Problem requirements:
Each entry below should be reproduced character for character.

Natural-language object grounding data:

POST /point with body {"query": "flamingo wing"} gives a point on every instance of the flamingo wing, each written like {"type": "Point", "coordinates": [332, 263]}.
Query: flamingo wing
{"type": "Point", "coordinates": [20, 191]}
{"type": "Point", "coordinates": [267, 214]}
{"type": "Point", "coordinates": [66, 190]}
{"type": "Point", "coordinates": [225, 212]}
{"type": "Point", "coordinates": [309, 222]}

Solved problem:
POST /point with body {"query": "flamingo wing"} gives a point on every instance of the flamingo wing, each written like {"type": "Point", "coordinates": [332, 263]}.
Query: flamingo wing
{"type": "Point", "coordinates": [20, 191]}
{"type": "Point", "coordinates": [267, 214]}
{"type": "Point", "coordinates": [66, 190]}
{"type": "Point", "coordinates": [225, 212]}
{"type": "Point", "coordinates": [309, 222]}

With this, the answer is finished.